## Stated goal 1
In the excerpt on computer science faculty, what kind of work are top professors described as remaining highly sought-after by private industry to perform?
## Stated goal 2
Summarize the excerpt on computer science faculty in two sentences.
## Stated goal 3
Duplicate the passage of the excerpt on computer science faculty starting at "And yet the" and ending at "severe brain damage).".

## Document excerpt
↓↓↓

Observe my jaw, like that of all my computer scientist friends, dropping to the floor at superluminal speed. Computer science is arguably the science and engineering field in which it is easiest to be well-compensated in the private sector. Yet it is an empirical fact that only the brightest undergrads go to top grad schools, and of those only the brightest of the brightest Ph.D's get top faculty positions. Getting a lucrative private-sector position out of grad school is almost considered a consolation prize (particularly if it's a development position, as opposed to a "purer" research position that more closely resembles an academic post). Being successful faculty at a top-tier school requires a comprehensive mastery of the discipline (including strong teaching, research, and interpersonal skills, not to mention massive raw brain power) that no industrial position does. If these faculty decided to go into private industry, they would kick ass and take names, and they would make a bundle of cash along the way. Indeed, many do: top professors remain highly sought-after by private industry for well-paid part-time consulting work; and then, of course, there are professor-initiated startups.
And yet the faculty at top CS departments remain largely liberal. (Although they obviously do not conform to Goldberg's bizarre caricature of "Marxist hermeneuticists" --- erm, I thought we were talking about liberal scientists, not far-left-wing culture critics?)
Now, having said that, let's try to get away, for a moment, from the fact that Goldberg's statement is outrageously false. Let us also set aside the sloppy thinking that lets him slide from all science and engineering faculty, to "biodiversity ecologists", to "Marxist hermeneuticists" (incidentally, if one of my friends started exhibiting this kind of thought process, I would be seriously concerned --- and this is not hyperbole --- that (s)he had suffered severe brain damage).

↑↑↑

## Given records
↓↓↓

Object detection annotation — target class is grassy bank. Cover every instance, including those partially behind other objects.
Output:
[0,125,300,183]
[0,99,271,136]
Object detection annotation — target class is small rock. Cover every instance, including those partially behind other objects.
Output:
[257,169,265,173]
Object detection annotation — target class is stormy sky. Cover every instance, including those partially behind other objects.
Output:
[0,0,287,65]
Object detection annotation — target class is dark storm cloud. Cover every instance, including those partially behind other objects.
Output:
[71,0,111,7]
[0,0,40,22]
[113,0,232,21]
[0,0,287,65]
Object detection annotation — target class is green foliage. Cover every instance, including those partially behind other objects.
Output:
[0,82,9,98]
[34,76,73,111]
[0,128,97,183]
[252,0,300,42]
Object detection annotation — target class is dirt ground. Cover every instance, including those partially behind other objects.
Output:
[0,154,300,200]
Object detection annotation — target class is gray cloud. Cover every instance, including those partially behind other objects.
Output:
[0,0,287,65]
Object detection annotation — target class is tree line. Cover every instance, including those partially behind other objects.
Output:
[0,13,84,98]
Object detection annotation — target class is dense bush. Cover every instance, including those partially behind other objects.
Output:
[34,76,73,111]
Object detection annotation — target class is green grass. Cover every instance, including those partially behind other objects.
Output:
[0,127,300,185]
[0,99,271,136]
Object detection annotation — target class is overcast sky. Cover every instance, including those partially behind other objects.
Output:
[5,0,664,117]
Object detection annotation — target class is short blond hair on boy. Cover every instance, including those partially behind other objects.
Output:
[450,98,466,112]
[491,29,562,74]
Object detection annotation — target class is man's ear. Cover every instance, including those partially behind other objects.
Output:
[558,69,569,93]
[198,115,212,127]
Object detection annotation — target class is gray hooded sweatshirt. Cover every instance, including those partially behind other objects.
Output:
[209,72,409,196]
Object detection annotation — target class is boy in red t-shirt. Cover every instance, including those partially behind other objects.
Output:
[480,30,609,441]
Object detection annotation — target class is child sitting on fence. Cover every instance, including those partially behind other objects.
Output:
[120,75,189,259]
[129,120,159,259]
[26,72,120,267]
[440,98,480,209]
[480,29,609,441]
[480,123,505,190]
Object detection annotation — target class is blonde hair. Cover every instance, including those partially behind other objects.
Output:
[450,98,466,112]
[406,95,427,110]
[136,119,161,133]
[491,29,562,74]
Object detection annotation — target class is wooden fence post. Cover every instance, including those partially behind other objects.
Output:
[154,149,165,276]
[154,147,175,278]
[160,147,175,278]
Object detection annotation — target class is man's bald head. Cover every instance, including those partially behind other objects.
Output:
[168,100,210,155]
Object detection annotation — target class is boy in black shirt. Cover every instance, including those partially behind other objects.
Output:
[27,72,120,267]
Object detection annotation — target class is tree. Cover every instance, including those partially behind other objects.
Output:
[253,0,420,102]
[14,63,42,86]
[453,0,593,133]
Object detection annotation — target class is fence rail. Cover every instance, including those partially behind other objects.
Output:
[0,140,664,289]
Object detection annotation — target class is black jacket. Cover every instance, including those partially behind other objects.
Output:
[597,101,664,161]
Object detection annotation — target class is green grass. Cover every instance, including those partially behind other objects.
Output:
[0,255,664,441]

↑↑↑

## Complete response 1
Well-paid part-time consulting work.

## Complete response 2
Computer science is arguably the field where strong private-sector pay is easiest to obtain, yet only the brightest graduates win top faculty posts, and many of those professors profit from consulting and startups. Even so, faculty at top computer science departments remain largely liberal, and the writer calls Goldberg's statement outrageously false and criticizes the sloppy thinking behind it.

## Complete response 3
And yet the faculty at top CS departments remain largely liberal. (Although they obviously do not conform to Goldberg's bizarre caricature of "Marxist hermeneuticists" --- erm, I thought we were talking about liberal scientists, not far-left-wing culture critics?)
Now, having said that, let's try to get away, for a moment, from the fact that Goldberg's statement is outrageously false. Let us also set aside the sloppy thinking that lets him slide from all science and engineering faculty, to "biodiversity ecologists", to "Marxist hermeneuticists" (incidentally, if one of my friends started exhibiting this kind of thought process, I would be seriously concerned --- and this is not hyperbole --- that (s)he had suffered severe brain damage).